DIRECTIONS => Repeat only the stretch of lines below that runs from the line with "Where can the cat's back" through the line with "Where can the green leaf", unaltered.

[DATASET RECORDS]

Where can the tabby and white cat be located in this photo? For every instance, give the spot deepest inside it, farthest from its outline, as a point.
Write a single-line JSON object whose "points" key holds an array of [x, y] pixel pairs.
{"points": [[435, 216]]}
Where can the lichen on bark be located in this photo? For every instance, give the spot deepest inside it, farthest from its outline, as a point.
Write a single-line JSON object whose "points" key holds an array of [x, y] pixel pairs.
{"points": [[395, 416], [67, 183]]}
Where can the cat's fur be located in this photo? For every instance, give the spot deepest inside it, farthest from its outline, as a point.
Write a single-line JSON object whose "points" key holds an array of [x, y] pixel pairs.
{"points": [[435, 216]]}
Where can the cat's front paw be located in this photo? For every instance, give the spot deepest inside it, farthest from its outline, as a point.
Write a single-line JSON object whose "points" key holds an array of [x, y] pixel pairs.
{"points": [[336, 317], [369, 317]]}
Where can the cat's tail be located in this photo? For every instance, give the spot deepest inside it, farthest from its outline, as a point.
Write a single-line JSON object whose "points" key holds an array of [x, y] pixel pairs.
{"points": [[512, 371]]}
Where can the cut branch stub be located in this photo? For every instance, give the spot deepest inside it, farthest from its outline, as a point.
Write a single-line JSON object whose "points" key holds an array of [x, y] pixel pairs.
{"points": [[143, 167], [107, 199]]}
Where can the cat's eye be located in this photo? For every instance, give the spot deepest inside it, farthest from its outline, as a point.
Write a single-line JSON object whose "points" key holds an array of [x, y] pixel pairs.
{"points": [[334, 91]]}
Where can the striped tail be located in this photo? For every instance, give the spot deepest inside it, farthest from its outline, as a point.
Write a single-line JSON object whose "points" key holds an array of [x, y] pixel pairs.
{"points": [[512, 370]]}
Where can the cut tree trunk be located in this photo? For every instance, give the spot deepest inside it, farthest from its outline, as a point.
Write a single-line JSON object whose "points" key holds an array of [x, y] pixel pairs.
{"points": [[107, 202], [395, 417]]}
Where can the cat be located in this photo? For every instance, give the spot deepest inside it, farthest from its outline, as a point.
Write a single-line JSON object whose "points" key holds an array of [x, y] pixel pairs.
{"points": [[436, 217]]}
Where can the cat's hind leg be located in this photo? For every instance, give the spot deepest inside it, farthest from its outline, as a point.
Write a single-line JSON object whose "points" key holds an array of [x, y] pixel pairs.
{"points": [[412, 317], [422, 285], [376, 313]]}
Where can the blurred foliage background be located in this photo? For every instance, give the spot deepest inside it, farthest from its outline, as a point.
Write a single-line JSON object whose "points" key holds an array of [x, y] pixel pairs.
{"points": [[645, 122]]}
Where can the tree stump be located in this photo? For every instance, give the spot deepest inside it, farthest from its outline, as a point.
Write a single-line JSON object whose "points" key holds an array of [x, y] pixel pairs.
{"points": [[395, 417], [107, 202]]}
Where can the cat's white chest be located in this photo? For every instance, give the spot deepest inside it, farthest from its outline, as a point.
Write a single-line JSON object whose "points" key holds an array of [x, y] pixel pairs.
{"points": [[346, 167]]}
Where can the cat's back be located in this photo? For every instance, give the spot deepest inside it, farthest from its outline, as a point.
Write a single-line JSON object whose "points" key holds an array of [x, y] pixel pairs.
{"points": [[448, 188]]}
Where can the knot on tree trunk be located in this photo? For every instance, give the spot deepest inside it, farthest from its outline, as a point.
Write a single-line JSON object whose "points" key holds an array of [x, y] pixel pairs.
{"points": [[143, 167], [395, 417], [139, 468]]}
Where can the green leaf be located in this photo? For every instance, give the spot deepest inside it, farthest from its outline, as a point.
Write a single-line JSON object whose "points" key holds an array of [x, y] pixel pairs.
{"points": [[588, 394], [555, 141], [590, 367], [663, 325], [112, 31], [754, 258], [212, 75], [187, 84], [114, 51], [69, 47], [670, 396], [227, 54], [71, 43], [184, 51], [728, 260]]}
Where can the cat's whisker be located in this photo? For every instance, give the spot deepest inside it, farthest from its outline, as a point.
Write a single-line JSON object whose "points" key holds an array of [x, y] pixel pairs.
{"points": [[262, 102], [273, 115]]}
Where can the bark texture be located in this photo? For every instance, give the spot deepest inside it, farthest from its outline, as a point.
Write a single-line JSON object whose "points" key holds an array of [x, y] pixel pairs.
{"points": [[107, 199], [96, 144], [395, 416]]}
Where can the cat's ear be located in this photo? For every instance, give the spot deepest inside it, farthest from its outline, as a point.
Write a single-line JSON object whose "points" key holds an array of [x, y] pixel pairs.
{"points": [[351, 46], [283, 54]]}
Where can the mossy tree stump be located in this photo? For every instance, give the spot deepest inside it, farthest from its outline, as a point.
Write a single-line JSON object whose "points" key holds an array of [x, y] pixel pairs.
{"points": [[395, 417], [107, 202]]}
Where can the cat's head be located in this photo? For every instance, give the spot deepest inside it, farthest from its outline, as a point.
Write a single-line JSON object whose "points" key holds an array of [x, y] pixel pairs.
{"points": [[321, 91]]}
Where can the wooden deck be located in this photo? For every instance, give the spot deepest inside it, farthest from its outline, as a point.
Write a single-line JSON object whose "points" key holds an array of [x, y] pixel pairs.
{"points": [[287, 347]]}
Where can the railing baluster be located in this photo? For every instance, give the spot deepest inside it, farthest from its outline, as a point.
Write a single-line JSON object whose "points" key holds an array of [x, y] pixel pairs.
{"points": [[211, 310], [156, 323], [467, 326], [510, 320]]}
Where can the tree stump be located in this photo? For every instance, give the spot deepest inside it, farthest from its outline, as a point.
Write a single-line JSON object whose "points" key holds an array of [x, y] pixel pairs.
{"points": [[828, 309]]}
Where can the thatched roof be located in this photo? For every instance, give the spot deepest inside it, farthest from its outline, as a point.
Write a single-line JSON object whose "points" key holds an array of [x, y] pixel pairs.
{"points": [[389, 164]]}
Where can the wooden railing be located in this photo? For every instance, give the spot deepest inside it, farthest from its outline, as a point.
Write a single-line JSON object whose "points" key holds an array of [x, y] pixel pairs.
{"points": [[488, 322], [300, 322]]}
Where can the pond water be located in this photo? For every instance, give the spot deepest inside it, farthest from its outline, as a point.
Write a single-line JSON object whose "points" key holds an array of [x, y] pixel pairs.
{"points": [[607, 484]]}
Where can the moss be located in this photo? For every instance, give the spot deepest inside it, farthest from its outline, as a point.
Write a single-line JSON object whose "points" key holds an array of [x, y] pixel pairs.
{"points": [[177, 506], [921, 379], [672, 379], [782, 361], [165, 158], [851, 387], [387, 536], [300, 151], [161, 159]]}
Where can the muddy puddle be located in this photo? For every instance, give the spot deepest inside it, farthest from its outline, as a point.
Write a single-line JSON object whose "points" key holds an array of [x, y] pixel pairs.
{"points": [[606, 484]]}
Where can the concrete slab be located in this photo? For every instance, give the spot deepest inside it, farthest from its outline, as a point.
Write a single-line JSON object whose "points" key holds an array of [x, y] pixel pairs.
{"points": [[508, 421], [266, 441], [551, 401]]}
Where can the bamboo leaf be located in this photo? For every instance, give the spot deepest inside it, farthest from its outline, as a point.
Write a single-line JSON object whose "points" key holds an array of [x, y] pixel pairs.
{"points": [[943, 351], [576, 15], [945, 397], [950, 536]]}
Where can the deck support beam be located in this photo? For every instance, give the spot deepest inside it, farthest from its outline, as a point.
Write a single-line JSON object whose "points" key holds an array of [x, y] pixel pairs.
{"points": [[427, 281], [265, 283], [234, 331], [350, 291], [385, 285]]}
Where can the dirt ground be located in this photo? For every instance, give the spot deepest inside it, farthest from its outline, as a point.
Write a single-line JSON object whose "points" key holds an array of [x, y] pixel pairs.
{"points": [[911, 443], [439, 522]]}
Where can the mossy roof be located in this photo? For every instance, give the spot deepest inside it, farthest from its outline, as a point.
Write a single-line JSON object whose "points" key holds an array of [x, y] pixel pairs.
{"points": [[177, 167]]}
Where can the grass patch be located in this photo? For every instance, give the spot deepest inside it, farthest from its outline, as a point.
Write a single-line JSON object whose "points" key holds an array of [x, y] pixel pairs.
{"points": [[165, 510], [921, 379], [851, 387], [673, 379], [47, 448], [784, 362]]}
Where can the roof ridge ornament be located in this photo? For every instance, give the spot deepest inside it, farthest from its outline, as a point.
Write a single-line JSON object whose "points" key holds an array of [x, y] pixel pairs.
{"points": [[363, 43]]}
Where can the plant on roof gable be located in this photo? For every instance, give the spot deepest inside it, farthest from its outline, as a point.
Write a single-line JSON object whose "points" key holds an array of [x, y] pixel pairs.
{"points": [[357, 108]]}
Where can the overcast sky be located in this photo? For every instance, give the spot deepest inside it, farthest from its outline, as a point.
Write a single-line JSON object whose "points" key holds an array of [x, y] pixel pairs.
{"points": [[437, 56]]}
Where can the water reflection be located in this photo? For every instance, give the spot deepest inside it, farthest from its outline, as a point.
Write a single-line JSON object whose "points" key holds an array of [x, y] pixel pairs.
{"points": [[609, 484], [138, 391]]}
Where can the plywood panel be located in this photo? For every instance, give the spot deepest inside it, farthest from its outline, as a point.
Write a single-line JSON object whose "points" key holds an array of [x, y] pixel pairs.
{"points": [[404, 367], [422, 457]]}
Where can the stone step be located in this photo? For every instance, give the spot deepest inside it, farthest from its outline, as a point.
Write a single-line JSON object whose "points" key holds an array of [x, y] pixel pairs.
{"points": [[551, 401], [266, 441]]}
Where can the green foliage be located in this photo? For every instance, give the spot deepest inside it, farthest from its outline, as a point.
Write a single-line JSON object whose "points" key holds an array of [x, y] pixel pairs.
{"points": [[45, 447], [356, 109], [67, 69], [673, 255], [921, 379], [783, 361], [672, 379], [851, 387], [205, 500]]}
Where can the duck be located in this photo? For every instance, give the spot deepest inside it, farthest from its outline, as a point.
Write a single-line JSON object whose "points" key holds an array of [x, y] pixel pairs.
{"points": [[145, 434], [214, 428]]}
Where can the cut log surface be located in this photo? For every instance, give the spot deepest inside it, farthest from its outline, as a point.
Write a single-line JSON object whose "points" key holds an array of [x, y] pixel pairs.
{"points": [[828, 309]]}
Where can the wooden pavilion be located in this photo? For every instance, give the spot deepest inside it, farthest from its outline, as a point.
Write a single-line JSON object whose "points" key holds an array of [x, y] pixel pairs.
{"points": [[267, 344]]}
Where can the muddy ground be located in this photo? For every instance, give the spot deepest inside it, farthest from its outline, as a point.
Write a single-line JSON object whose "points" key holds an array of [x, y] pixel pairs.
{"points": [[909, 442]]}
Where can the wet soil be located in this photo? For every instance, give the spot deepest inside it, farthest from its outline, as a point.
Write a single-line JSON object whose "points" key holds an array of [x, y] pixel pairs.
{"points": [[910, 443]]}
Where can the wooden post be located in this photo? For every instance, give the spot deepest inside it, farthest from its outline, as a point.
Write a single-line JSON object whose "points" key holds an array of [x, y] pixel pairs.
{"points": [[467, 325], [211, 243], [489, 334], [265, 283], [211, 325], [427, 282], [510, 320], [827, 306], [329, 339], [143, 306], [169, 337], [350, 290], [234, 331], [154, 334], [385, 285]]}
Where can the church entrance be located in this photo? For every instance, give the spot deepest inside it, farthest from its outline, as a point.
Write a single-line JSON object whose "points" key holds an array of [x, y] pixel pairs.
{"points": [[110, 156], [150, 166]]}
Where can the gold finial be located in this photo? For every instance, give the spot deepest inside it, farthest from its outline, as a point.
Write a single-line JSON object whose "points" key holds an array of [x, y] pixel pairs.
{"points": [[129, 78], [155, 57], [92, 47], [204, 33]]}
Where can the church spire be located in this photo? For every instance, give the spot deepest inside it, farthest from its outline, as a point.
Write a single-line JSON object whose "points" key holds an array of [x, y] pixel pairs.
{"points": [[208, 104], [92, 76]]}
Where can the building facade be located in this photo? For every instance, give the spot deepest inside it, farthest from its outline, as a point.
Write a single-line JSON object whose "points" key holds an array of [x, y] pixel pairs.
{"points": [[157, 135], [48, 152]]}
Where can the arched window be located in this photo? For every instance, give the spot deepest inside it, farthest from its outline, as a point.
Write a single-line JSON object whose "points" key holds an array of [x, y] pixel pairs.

[/DATASET RECORDS]

TASK OUTPUT =>
Where can the cat's back be located in this photo? For every instance, give the spot deepest inside it, farthest from its outline, as a point.
Write a single-line JSON object whose "points" key holds an array of [x, y] pixel pairs.
{"points": [[448, 188]]}
Where can the knot on tree trunk be located in this photo? For every instance, give the spot deepest inside it, farthest from its outline, as a point.
Write a single-line JSON object whose "points" key holds an array of [x, y] pixel pairs.
{"points": [[143, 167], [395, 417], [139, 468]]}
Where can the green leaf be located in this photo? For every instance, give the spot deepest inside it, farthest from its outline, as a point.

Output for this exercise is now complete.